• **What needs to be done**
Retype every line of the records below character for character, leaving out the pictures.

(A few records)
====================

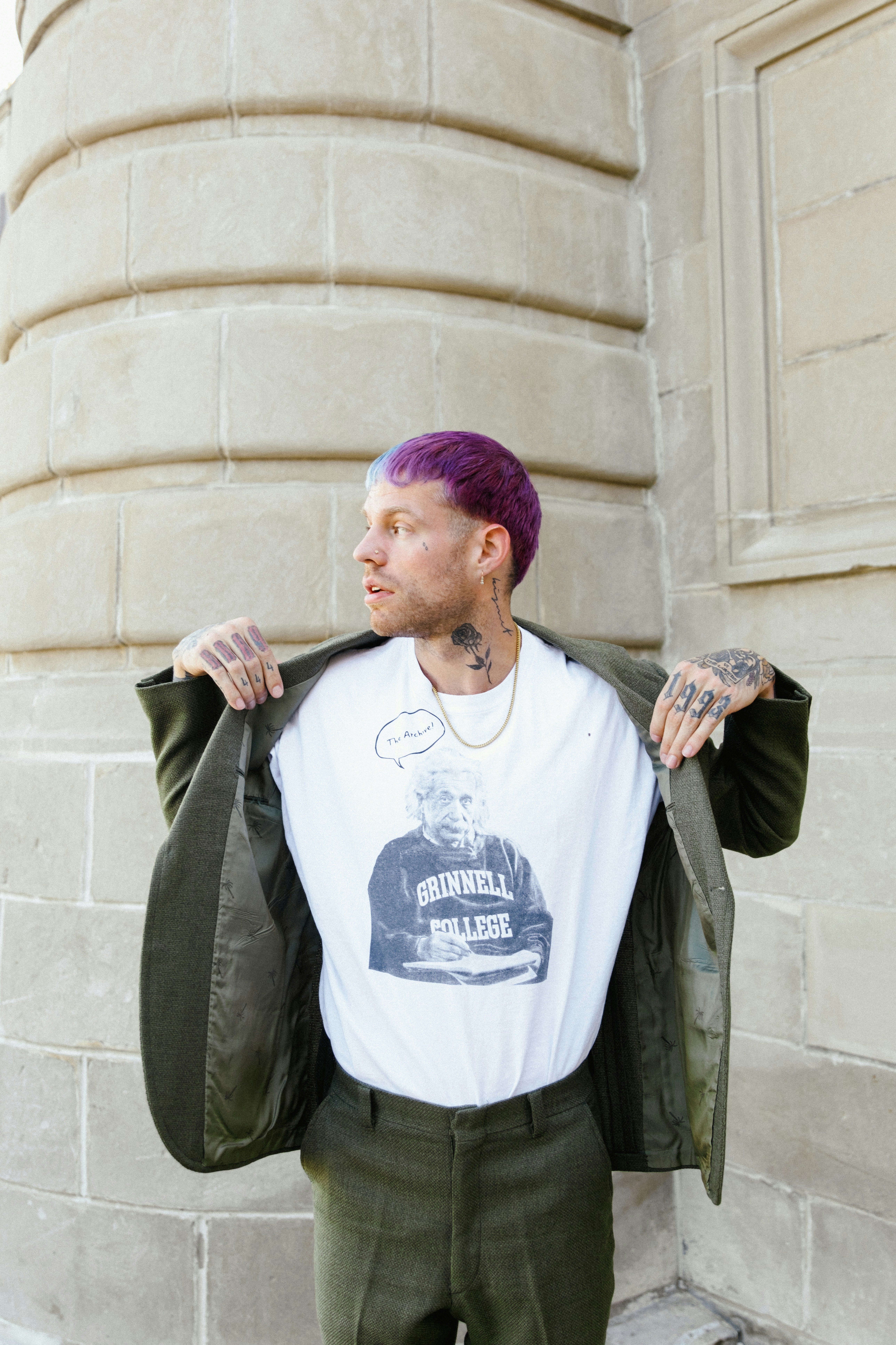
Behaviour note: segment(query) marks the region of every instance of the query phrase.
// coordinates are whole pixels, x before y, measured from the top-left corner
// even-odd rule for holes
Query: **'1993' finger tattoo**
[[[238,631],[234,631],[234,633],[231,635],[231,640],[234,642],[234,644],[236,646],[236,648],[239,650],[239,652],[243,655],[244,659],[255,658],[255,654],[253,652],[253,650],[250,650],[250,647],[246,644],[246,640],[242,638],[242,635],[239,635]]]
[[[676,714],[684,714],[696,694],[697,694],[697,683],[688,682],[688,685],[681,689],[681,699],[678,701],[677,705],[673,705],[673,710],[676,712]]]
[[[707,713],[708,707],[712,705],[715,691],[704,691],[693,710],[690,712],[692,720],[701,720]]]
[[[736,686],[744,682],[747,686],[756,686],[759,690],[775,681],[775,670],[771,663],[754,654],[752,650],[716,650],[715,654],[704,654],[701,659],[690,660],[695,667],[712,668],[724,686]]]

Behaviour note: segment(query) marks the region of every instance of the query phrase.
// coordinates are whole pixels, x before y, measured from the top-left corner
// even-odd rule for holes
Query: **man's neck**
[[[516,662],[516,625],[504,588],[486,580],[469,615],[446,635],[416,636],[416,662],[437,691],[477,695],[498,686]]]

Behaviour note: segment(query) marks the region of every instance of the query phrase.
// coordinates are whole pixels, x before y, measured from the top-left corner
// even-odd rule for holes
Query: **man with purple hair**
[[[150,1107],[200,1171],[301,1147],[326,1345],[600,1345],[613,1169],[721,1197],[721,847],[795,839],[809,697],[514,620],[541,511],[482,434],[384,453],[364,515],[371,631],[278,667],[238,617],[140,685]]]

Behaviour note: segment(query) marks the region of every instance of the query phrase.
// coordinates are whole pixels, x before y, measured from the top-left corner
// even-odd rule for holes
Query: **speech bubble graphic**
[[[402,710],[376,734],[376,755],[386,761],[395,761],[399,771],[403,771],[402,757],[427,752],[443,733],[445,725],[438,714],[430,710]]]

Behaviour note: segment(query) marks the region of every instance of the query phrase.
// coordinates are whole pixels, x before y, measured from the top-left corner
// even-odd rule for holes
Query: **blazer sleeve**
[[[172,668],[144,678],[136,691],[149,720],[161,811],[171,826],[227,701],[210,677],[175,682]]]
[[[775,698],[729,714],[721,748],[707,742],[699,753],[725,850],[758,858],[786,850],[799,835],[810,706],[809,691],[775,668]]]

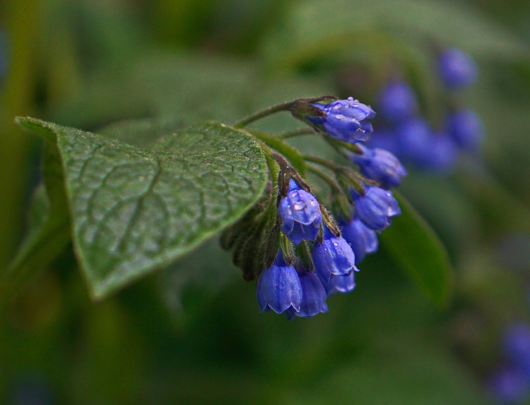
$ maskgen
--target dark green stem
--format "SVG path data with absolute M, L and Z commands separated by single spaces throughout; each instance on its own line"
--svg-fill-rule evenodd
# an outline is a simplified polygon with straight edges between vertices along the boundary
M 280 134 L 278 136 L 279 138 L 282 138 L 285 139 L 287 138 L 293 138 L 295 136 L 299 136 L 300 135 L 310 135 L 314 133 L 315 131 L 313 129 L 303 128 L 300 128 L 299 129 L 295 129 L 294 131 L 284 132 L 283 134 Z
M 253 122 L 254 121 L 257 121 L 259 119 L 261 119 L 261 118 L 268 117 L 272 114 L 276 114 L 277 112 L 288 111 L 292 105 L 293 102 L 289 101 L 288 103 L 283 103 L 282 104 L 279 104 L 277 105 L 273 105 L 271 107 L 266 108 L 264 110 L 262 110 L 261 111 L 258 111 L 258 112 L 255 112 L 253 114 L 251 114 L 250 116 L 245 117 L 239 122 L 236 122 L 232 126 L 234 128 L 244 128 L 249 124 Z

====================

• **Correct output**
Behaviour note: segment(query) marks the region of every instance of the query phrase.
// coordinates are whole pixels, x before y, measured from the top-left corner
// even-odd rule for holes
Query: **'1993' finger tattoo**
[[[238,631],[234,631],[234,633],[231,635],[231,640],[234,642],[234,644],[236,646],[236,648],[239,650],[239,652],[243,655],[244,659],[255,658],[255,654],[253,652],[253,650],[250,650],[250,647],[246,644],[246,640],[242,638],[242,635],[239,635]]]
[[[676,714],[684,714],[696,694],[697,694],[697,683],[688,682],[688,685],[681,689],[681,699],[678,701],[677,705],[673,705],[673,710],[676,712]]]
[[[707,713],[708,707],[712,705],[715,691],[704,691],[693,710],[690,712],[692,720],[701,720]]]
[[[736,686],[744,682],[747,686],[756,686],[759,690],[775,681],[775,670],[771,663],[754,654],[752,650],[716,650],[715,654],[704,654],[701,659],[690,660],[695,667],[712,668],[724,686]]]

Behaviour note: segment(query) marks the region of every instance of the query phrase.
// coordinates are whole pixels, x before y, measured from the top-left corner
// even-odd rule for holes
Query: **man's neck**
[[[516,662],[516,625],[504,588],[486,580],[469,615],[446,635],[416,636],[416,662],[437,691],[477,695],[498,686]]]

Behaviour note: segment(query) marks the region of every instance of the query phrase.
// coordinates are whole pixels, x before y, measured from the top-left corner
// even-odd rule for holes
Query: **man with purple hair**
[[[150,1107],[200,1171],[301,1147],[326,1345],[600,1345],[613,1169],[721,1197],[721,847],[795,839],[809,697],[514,620],[541,511],[482,434],[384,453],[364,515],[371,631],[278,667],[238,617],[140,685]]]

Behaviour note: segment(query) marks the region of every instance of the query phrase.
// coordinates are whole pixels, x before y, measured from the top-left corner
// even-odd rule for holes
Query: **speech bubble graphic**
[[[402,710],[376,734],[376,755],[386,761],[395,761],[399,771],[403,771],[402,757],[427,752],[443,733],[445,725],[438,714],[430,710]]]

Behaviour note: segment(query) marks the region of every instance of the query phrase.
// coordinates are whole pixels, x before y, measured from the top-left corner
// even-odd rule for holes
Query: **blazer sleeve**
[[[172,668],[144,678],[136,691],[149,720],[161,811],[171,826],[227,701],[210,677],[175,682]]]
[[[775,698],[729,714],[721,748],[707,742],[699,753],[725,850],[758,858],[786,850],[799,835],[810,706],[809,691],[775,668]]]

$ maskgen
--target dark green stem
--format "SVG path data with absolute M, L and Z commands separated by single spaces throughout; each instance on its own line"
--svg-fill-rule evenodd
# an outline is a simplified polygon with straight edges between vertices along the boundary
M 280 134 L 278 136 L 279 138 L 282 138 L 285 139 L 287 138 L 293 138 L 295 136 L 299 136 L 300 135 L 310 135 L 314 133 L 315 131 L 313 129 L 303 128 L 300 128 L 299 129 L 295 129 L 294 131 L 284 132 L 283 134 Z
M 253 122 L 254 121 L 257 121 L 259 119 L 261 119 L 261 118 L 268 117 L 272 114 L 276 114 L 277 112 L 288 111 L 292 105 L 293 102 L 289 101 L 288 103 L 283 103 L 282 104 L 279 104 L 277 105 L 273 105 L 271 107 L 266 108 L 264 110 L 262 110 L 261 111 L 258 111 L 258 112 L 255 112 L 253 114 L 251 114 L 250 116 L 245 117 L 239 122 L 236 122 L 232 126 L 234 128 L 244 128 L 249 124 Z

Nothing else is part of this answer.